## START Dataset rows
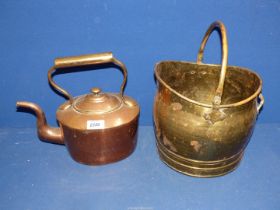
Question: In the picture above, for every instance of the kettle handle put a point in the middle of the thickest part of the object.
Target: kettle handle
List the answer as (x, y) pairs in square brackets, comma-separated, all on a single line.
[(85, 60), (220, 26)]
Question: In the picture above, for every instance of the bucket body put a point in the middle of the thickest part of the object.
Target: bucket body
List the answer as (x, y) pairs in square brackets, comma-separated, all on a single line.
[(193, 136)]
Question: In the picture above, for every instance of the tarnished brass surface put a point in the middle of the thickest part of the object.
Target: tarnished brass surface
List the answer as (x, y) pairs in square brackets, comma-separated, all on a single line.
[(204, 114), (97, 128)]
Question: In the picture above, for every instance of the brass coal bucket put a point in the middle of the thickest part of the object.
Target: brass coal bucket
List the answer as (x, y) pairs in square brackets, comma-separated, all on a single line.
[(204, 114)]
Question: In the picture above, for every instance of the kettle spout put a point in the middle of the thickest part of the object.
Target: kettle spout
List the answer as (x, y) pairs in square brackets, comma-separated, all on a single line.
[(45, 132)]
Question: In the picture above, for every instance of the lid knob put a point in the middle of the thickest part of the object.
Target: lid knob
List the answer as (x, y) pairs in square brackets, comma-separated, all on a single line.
[(95, 91)]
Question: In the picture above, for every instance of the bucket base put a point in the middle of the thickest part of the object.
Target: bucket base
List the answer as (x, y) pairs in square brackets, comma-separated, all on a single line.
[(197, 168)]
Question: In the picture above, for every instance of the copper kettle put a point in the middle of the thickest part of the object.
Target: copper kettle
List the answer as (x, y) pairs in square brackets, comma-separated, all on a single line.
[(97, 128)]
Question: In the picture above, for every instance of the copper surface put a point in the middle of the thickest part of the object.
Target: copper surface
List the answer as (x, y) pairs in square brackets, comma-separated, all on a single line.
[(97, 128), (204, 114)]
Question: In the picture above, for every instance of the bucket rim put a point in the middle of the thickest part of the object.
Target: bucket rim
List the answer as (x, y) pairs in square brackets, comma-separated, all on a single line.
[(239, 103)]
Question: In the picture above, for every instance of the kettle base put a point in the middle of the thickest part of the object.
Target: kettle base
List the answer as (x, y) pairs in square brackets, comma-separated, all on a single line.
[(197, 168)]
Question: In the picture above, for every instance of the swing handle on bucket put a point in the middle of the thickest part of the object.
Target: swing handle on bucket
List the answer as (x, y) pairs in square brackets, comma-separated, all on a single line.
[(220, 26)]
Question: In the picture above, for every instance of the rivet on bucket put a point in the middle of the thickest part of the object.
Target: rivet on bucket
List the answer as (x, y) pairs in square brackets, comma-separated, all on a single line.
[(206, 112)]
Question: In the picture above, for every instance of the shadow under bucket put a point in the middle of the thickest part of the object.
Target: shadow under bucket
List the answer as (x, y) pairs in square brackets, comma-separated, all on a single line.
[(204, 114)]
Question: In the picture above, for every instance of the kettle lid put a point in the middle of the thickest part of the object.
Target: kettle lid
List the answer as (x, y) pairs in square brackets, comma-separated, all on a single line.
[(96, 102)]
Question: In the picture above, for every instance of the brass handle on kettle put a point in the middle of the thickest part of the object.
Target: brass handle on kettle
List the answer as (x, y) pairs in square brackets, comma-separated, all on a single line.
[(220, 26), (85, 60)]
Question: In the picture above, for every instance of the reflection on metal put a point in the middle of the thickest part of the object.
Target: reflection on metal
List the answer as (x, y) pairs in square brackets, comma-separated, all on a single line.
[(97, 128), (207, 112)]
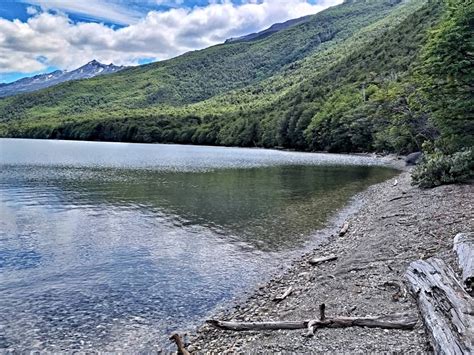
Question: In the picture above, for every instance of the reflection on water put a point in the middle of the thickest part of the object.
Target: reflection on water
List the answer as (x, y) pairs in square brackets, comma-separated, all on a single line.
[(112, 246)]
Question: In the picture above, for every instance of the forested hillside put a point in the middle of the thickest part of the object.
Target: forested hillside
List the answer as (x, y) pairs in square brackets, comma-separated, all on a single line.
[(381, 75)]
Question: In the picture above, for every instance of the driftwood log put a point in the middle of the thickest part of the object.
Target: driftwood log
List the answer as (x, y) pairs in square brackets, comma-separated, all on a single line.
[(284, 295), (446, 308), (464, 248), (317, 261), (344, 229), (396, 321), (179, 344)]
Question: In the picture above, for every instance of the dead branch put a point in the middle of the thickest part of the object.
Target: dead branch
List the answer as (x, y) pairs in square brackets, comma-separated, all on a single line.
[(344, 229), (285, 294), (179, 344), (317, 261), (464, 248), (446, 308), (395, 321)]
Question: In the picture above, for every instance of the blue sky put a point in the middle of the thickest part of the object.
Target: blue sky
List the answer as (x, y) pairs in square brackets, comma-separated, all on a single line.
[(44, 35)]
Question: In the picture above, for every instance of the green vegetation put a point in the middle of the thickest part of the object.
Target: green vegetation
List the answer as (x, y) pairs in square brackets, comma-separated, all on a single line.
[(378, 75)]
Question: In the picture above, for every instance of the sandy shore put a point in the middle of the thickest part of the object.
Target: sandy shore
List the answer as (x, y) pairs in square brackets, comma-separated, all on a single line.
[(397, 224)]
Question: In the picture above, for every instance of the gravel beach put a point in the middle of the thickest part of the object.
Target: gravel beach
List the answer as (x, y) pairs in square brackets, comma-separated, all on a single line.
[(397, 223)]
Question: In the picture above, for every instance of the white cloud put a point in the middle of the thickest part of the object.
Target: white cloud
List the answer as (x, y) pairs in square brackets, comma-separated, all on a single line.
[(97, 9), (159, 35)]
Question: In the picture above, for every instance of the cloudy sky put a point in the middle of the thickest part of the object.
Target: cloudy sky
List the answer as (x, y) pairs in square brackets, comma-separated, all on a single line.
[(43, 35)]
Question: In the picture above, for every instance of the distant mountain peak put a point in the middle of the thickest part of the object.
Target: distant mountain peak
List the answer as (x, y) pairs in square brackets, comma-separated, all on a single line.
[(42, 81)]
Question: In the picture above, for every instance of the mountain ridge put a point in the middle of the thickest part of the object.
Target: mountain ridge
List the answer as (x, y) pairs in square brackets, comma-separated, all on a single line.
[(45, 80), (352, 78)]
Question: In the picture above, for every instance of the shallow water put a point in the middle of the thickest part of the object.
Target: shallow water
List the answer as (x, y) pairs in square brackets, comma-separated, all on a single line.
[(107, 246)]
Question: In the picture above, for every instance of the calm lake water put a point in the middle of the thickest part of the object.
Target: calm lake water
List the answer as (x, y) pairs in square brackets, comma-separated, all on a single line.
[(107, 246)]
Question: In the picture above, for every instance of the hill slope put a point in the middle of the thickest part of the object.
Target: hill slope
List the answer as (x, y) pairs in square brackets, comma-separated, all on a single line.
[(350, 78), (42, 81)]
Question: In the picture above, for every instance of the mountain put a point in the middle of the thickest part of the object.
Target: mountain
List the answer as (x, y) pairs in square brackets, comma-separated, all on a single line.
[(42, 81), (269, 31), (379, 75)]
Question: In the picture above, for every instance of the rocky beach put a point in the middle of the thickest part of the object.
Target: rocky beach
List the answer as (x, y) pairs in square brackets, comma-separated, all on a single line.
[(396, 224)]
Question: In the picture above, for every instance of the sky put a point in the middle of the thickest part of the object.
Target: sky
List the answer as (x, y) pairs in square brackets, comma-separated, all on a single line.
[(38, 36)]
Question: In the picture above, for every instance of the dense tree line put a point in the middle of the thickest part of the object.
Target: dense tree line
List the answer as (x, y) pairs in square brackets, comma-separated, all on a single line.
[(363, 76)]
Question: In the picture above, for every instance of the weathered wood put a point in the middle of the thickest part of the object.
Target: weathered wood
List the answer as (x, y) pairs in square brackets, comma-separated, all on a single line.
[(179, 344), (344, 229), (446, 308), (317, 261), (396, 321), (276, 325), (464, 248), (284, 295)]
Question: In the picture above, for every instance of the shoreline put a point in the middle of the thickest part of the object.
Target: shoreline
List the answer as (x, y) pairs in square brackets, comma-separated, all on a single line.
[(396, 223)]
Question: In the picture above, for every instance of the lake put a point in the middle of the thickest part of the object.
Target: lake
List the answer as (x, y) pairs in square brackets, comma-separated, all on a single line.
[(112, 246)]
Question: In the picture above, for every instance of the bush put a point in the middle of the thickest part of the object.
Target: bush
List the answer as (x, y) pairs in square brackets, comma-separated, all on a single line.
[(438, 168)]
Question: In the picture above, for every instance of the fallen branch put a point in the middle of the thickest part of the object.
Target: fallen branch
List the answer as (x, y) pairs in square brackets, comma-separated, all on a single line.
[(396, 321), (464, 248), (317, 261), (179, 344), (344, 229), (401, 291), (285, 294), (397, 215), (445, 306), (399, 197)]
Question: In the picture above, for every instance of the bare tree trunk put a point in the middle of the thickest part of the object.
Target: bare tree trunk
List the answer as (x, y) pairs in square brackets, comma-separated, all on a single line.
[(446, 308), (464, 248), (396, 321)]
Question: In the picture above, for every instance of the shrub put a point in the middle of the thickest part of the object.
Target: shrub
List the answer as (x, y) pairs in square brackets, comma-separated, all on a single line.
[(438, 168)]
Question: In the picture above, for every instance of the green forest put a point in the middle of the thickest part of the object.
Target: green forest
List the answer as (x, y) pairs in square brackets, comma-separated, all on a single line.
[(385, 76)]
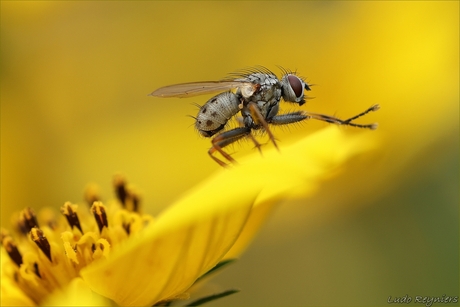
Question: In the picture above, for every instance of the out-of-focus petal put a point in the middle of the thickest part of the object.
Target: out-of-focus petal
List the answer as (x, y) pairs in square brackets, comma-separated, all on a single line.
[(296, 171), (10, 294), (183, 243), (77, 293)]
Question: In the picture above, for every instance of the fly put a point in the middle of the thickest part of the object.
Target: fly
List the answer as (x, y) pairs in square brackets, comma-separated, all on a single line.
[(254, 94)]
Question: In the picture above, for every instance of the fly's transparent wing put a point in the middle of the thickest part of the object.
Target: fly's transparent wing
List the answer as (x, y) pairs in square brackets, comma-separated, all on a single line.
[(200, 88)]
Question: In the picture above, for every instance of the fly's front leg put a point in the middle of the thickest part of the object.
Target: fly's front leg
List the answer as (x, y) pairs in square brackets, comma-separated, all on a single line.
[(288, 118), (348, 122), (261, 121), (224, 139)]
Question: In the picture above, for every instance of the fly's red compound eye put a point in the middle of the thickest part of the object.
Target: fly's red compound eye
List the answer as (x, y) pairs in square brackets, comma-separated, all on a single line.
[(296, 85)]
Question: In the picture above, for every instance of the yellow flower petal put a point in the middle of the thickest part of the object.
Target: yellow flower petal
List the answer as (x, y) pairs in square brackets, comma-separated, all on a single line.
[(77, 293), (295, 172), (170, 254), (10, 294), (194, 234)]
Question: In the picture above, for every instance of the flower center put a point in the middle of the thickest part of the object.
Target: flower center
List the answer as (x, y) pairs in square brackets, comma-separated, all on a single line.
[(46, 256)]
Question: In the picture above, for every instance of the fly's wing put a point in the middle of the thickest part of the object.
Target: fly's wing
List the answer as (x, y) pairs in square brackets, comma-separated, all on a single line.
[(200, 88)]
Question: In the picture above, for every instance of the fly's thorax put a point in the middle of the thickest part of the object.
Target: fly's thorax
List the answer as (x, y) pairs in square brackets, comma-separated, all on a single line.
[(215, 113)]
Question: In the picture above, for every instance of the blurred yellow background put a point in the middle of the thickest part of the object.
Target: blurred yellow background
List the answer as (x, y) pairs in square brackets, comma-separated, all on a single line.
[(74, 109)]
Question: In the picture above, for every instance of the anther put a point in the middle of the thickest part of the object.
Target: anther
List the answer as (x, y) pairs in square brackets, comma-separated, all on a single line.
[(91, 194), (27, 220), (70, 212), (36, 271), (98, 210), (120, 189), (36, 234), (11, 248)]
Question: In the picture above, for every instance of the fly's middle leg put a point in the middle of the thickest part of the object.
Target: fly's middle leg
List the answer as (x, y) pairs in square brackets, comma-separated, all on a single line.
[(256, 115), (250, 135), (224, 139)]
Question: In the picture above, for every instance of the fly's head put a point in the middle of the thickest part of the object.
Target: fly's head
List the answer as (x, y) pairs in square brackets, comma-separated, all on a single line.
[(293, 88)]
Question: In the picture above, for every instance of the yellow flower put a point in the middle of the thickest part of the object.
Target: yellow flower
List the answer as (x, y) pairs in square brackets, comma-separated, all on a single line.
[(112, 253)]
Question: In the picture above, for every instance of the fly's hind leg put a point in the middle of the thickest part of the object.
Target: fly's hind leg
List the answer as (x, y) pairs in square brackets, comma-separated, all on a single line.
[(224, 139), (348, 122)]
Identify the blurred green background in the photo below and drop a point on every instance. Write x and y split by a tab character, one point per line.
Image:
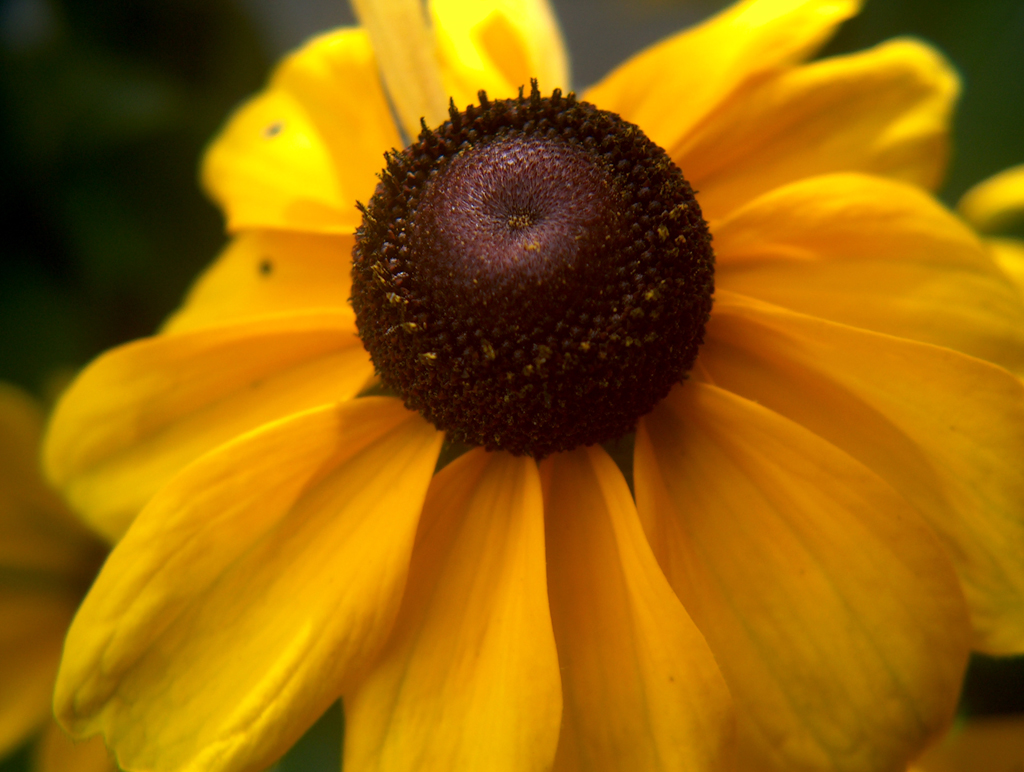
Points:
105	106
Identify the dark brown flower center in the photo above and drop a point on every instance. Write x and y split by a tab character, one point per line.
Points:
532	275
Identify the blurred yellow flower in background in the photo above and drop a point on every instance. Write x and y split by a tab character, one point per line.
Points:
826	516
47	560
993	206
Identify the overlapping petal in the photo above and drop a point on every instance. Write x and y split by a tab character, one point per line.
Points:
250	590
264	272
299	155
469	679
945	430
835	613
885	111
140	413
498	45
877	254
1009	255
671	87
641	690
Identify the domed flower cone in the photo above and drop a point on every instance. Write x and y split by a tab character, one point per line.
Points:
826	512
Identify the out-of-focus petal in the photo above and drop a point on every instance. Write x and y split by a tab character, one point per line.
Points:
269	271
58	753
249	591
671	87
299	155
945	430
991	743
641	690
996	202
38	534
498	45
469	679
885	111
141	412
34	622
408	57
832	608
877	254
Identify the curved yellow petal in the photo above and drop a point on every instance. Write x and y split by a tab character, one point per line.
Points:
671	87
248	592
1009	255
299	155
39	538
996	202
31	635
269	271
832	608
992	743
469	679
885	111
58	753
141	412
499	45
945	430
878	254
409	61
641	690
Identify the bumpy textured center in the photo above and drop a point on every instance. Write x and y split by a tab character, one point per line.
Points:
532	275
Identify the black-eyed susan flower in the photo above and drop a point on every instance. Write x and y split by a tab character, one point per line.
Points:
47	559
827	513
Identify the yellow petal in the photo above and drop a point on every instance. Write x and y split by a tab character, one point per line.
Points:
835	613
992	743
498	45
269	271
39	538
140	413
877	254
249	590
945	430
671	87
1009	255
58	753
641	690
469	679
408	56
885	111
31	635
996	202
299	155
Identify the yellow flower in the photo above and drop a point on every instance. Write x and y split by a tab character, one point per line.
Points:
994	743
993	205
47	560
826	516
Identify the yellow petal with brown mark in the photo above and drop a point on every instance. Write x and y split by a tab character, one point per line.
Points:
299	155
269	271
499	45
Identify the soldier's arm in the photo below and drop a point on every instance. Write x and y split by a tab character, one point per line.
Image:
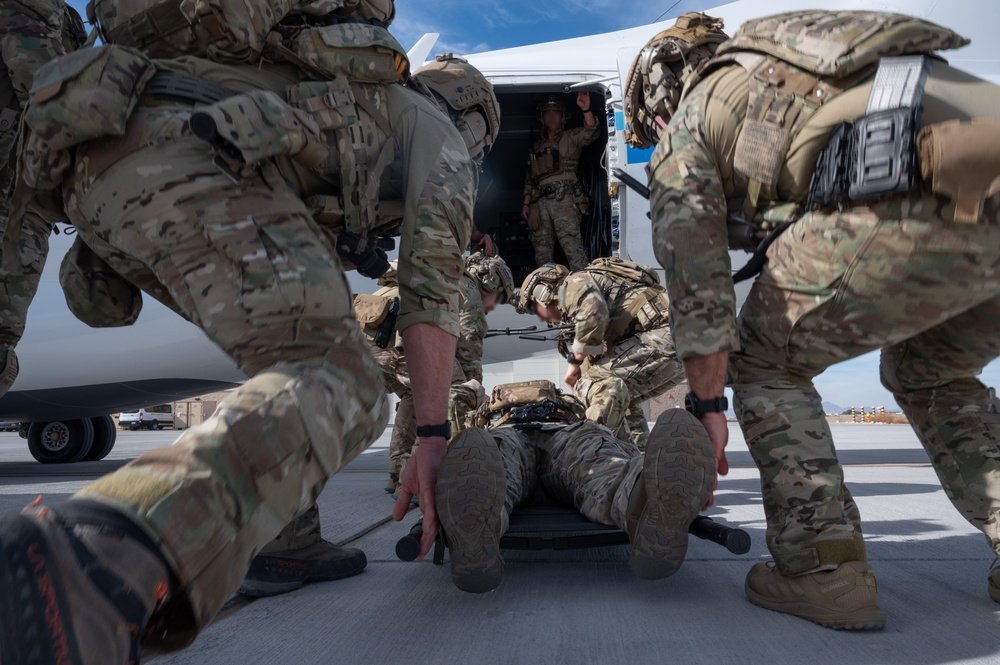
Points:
688	206
440	182
587	309
472	319
31	34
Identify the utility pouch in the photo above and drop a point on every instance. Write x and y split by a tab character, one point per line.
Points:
362	52
249	128
885	154
872	158
544	163
961	160
831	177
95	293
87	94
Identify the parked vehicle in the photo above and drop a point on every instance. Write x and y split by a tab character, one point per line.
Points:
150	417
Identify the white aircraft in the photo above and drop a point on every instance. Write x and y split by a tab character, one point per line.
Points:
71	375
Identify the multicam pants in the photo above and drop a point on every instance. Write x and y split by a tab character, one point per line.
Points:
157	209
552	217
899	276
634	370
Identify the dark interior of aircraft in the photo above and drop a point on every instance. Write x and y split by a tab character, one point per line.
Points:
498	211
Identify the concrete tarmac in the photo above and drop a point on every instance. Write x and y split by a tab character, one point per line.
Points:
584	606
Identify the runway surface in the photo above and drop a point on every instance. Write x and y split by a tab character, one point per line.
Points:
584	606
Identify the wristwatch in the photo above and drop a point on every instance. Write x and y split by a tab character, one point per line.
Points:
699	407
427	431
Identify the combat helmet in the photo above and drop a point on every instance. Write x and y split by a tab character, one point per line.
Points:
493	275
656	78
541	286
466	96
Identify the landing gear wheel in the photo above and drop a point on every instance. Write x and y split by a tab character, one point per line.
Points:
60	441
105	434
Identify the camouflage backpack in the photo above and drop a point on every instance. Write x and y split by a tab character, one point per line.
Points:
530	401
636	300
797	62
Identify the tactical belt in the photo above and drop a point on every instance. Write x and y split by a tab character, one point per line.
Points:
875	156
184	89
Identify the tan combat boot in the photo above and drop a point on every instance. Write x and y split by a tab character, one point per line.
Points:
993	581
80	583
845	598
678	472
471	489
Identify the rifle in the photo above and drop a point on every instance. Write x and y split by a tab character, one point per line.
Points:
563	337
496	332
632	183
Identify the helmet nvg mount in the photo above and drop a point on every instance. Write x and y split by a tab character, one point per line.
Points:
493	275
656	78
541	286
466	96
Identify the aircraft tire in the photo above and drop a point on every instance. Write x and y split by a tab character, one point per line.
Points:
105	434
60	441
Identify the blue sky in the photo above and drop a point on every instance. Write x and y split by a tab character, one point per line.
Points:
486	25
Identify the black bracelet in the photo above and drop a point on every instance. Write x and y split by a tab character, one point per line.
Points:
428	431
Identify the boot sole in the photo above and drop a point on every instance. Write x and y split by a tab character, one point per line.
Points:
471	489
678	483
35	622
871	619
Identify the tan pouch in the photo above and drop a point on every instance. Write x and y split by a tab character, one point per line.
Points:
961	160
371	310
86	95
95	292
362	52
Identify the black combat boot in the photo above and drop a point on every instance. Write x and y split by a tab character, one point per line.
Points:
79	583
678	472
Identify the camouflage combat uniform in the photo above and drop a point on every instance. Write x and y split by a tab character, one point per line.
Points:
465	393
631	358
31	34
556	195
244	259
899	274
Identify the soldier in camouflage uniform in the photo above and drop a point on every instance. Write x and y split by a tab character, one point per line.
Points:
298	554
554	204
912	273
486	283
31	34
538	440
622	353
145	557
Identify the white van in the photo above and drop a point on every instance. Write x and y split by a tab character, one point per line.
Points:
150	417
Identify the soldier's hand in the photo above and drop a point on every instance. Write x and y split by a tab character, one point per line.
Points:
718	432
420	479
483	240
## END Dataset rows
▸ **Your goal**:
Carry over everything from the start of the material above down to the line containing "[(45, 132)]", with both ends included and the pictures left out. Reproduce the requests along with the answers, and add 105 to every coordinate value in the answers.

▸ **Solution for this exercise**:
Question: In the picture above, for every instance of the kettle handle put a point in the middle of the thickest part of the object.
Target: kettle handle
List the answer as (x, y) pairs in square brackets, comma-separated, all on a single line.
[(190, 165), (325, 131)]
Question: In the picture above, for every instance of the bucket body put a point in the middle of the thickest part of the object.
Target: bucket body
List the answer as (x, y) pairs in square brackets, comma-separated, all on a single line.
[(298, 241)]
Question: In the picture above, for every instance of the tarnished brass surface put a point in the middle of the thickest part of the object.
Target: tarnished brass surface
List the answer as (x, y) pairs in square brackets, comma-separated, all on a single line.
[(309, 219), (202, 233)]
Question: In the picture above, for every instance of the brass coal bucket put a point in the middle of the thickest part of the object.
Target: brass coal bucket
List the answer as (x, y) pairs in square brackets, comma-separated, all on a single line.
[(309, 219)]
Question: In the picture above, for every instance of the kettle spout put a point in the middle of the thickest part of the object.
Target: kettle spout
List the answer as (x, y) pairs in square brackets, comma-separated, all on a single line.
[(150, 237)]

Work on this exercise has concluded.